(Raw records)
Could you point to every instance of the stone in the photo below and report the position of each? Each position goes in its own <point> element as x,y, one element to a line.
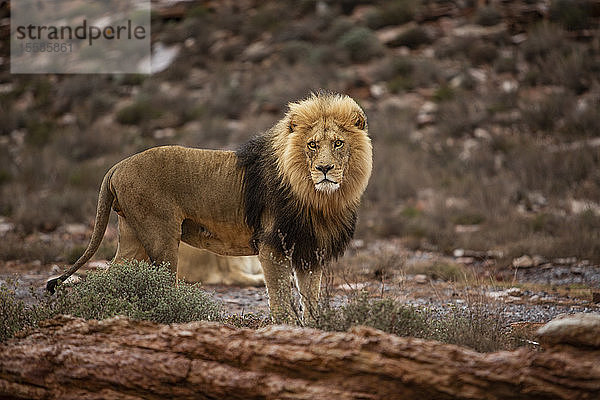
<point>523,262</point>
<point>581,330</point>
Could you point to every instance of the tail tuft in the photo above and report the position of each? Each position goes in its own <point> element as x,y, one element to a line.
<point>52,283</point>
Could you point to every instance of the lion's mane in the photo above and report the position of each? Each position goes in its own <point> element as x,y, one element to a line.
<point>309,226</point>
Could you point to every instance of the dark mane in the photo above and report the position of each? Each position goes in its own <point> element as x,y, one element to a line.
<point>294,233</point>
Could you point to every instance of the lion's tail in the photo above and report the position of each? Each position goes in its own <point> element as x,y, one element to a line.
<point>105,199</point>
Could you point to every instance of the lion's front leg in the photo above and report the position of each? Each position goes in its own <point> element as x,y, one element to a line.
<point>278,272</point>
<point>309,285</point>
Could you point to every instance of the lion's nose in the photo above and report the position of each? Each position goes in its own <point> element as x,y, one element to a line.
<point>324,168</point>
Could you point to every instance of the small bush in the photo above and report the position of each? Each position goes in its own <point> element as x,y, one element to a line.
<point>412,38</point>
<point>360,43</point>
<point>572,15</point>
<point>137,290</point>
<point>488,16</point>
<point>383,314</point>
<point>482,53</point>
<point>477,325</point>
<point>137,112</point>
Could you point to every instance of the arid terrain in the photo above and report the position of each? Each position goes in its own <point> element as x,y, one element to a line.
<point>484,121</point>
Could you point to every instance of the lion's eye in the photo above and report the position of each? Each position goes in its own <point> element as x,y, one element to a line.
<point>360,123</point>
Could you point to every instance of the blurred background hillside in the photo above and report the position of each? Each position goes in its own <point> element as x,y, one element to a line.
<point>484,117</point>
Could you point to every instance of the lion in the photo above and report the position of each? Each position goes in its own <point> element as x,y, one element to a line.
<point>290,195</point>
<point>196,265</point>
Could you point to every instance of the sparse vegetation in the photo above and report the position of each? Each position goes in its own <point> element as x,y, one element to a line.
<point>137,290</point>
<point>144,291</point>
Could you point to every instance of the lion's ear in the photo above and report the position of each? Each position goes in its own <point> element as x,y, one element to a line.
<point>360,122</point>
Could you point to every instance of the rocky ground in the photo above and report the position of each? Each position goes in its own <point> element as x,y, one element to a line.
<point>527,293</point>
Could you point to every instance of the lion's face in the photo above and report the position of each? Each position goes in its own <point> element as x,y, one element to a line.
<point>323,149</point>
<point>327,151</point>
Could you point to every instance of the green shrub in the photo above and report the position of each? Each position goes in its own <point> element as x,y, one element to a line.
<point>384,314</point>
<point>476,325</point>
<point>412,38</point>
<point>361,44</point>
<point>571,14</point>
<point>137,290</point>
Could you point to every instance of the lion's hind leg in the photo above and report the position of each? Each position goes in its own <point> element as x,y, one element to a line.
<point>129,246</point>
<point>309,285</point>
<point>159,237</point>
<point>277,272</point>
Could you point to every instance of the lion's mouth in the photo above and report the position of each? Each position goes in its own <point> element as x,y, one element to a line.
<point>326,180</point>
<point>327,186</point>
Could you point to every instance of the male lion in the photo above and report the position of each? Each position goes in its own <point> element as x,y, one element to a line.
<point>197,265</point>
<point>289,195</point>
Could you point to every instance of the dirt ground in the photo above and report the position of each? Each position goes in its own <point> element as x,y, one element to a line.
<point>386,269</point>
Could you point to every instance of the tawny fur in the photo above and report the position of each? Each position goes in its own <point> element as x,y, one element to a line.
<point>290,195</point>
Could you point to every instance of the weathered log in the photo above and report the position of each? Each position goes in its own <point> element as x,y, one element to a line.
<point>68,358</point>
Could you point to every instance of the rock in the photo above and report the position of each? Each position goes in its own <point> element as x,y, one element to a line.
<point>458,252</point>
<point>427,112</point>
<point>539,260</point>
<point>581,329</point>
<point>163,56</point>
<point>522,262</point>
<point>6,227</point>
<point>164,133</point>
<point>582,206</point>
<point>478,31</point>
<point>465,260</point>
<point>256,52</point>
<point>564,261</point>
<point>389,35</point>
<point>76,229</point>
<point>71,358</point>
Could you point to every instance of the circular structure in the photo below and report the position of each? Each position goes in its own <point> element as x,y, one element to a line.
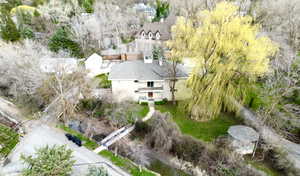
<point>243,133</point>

WHAT THE TASK REQUIRES –
Make an exact copy of all entries above, dropping the images.

FINISHED ANSWER –
Could you point to every instance of the stone in the photo below and report the position of each? Each position goes in its own <point> element as x,y, one element to a line.
<point>523,262</point>
<point>581,330</point>
Could you point to every instance of the tail tuft in the photo above and report the position of each? Each position goes in its own <point> element as x,y, one element to a line.
<point>52,283</point>
Could you point to every instance of the lion's mane in the photo above and report the position of each? Each position goes in its own <point> element as x,y, one element to a line.
<point>309,226</point>
Could you point to every instance of the dark mane in the photo above and report the position of each? Each position goes in its own <point> element as x,y, one element to a line.
<point>294,233</point>
Could you point to every instance of the lion's tail in the photo above and report the position of each? Each position goes in its own <point> element as x,y, one element to a line.
<point>105,199</point>
Could you point to every instance of the lion's front leg in the photo above and report the position of each? Each position goes in its own <point> element as x,y, one element to a line.
<point>278,272</point>
<point>309,285</point>
Could you point to every instance of the lion's nose in the photo above and report the position of each? Each position goes in its own <point> element as x,y, one element to a line.
<point>324,168</point>
Could you point to every instance of the small bush in the photo above and report the position of each? Each position goes in its own <point> element as x,y, one element to a line.
<point>412,38</point>
<point>360,43</point>
<point>572,15</point>
<point>137,290</point>
<point>488,16</point>
<point>383,314</point>
<point>482,53</point>
<point>477,325</point>
<point>137,112</point>
Could you point to every instance of the arid terrain in the photo above and report the position of each? Each position goes in its own <point> element as x,y, one element to a line.
<point>484,121</point>
Could you point to every instance of the lion's eye in the photo above and report the position of each? Each position goes in its own <point> element as x,y, one element to a line.
<point>360,123</point>
Could you point to every instance of the blurred background hillside in the photo above and report the position of each? Each position goes in its own <point> element as x,y, one element to a line.
<point>484,117</point>
Could you point to every instance of the lion in the photo above and report the position of each? Each position goes in its own <point> element as x,y, one element to a line.
<point>290,195</point>
<point>196,265</point>
Could you point to every instance of the sparse vegetation in the photo above and report the position of each? Each position goes in its own <point> element as x,y, one element to a line.
<point>137,290</point>
<point>144,291</point>
Could you point to every instance of the lion's ear in the photo above and report the position of each? Each position goes in its own <point> element as x,y, one element to a line.
<point>360,122</point>
Could you point to every instance of the rocky ground in the photo above and report the position of each? Each position goes in its own <point> element as x,y, one element to a line.
<point>527,293</point>
Could you point to every instance of the lion's face in the photo above and report the position of each? Each position goes in its own <point> element as x,y, one element to a line.
<point>323,149</point>
<point>327,151</point>
Could you point to every instance of the green shrub in the photo above and report the position of each? Each position goes in its own <point> element as x,y, one element to a line.
<point>384,314</point>
<point>476,325</point>
<point>412,38</point>
<point>361,44</point>
<point>571,14</point>
<point>137,290</point>
Could you point to every instance of the lion's hind leg in the photo above and report the position of each? Each position goes in its own <point> element as x,y, one element to a line.
<point>129,246</point>
<point>309,285</point>
<point>159,237</point>
<point>277,272</point>
Could you point to every instance of the lion's mouth in the photo above and report the position of each? Each position goes in its own <point> element as x,y, one element to a line.
<point>326,180</point>
<point>327,186</point>
Could you point to every instance of the male lion in the photo above and report the position of each? Each position goes in its own <point> element as x,y, one element to a line.
<point>197,265</point>
<point>289,195</point>
Could you point to every instance of the dirt ground in the photo above and report the position of each? Each position goes in its own <point> element as x,y, one element to a line.
<point>386,269</point>
Could you point to every instance of the tawny fur in the photo above and report the position of each? Each position goes in its own <point> element as x,y, one element to a line.
<point>290,195</point>
Could you point to every instance of the weathered log in the photo above and report the position of each? Each position goes in its own <point> element as x,y, one element to a line.
<point>68,358</point>
Could you point to every instance of the rock in the photo above and report the position of each? Each position goes in its own <point> element as x,y, one element to a line.
<point>458,252</point>
<point>427,112</point>
<point>539,260</point>
<point>581,329</point>
<point>163,56</point>
<point>522,262</point>
<point>6,227</point>
<point>164,133</point>
<point>582,206</point>
<point>478,31</point>
<point>465,260</point>
<point>256,52</point>
<point>564,261</point>
<point>389,35</point>
<point>76,229</point>
<point>71,358</point>
Could you point to every instance of the circular structure in the photo below and report the position of each? Each position goes in its own <point> element as x,y, one element to a line.
<point>243,133</point>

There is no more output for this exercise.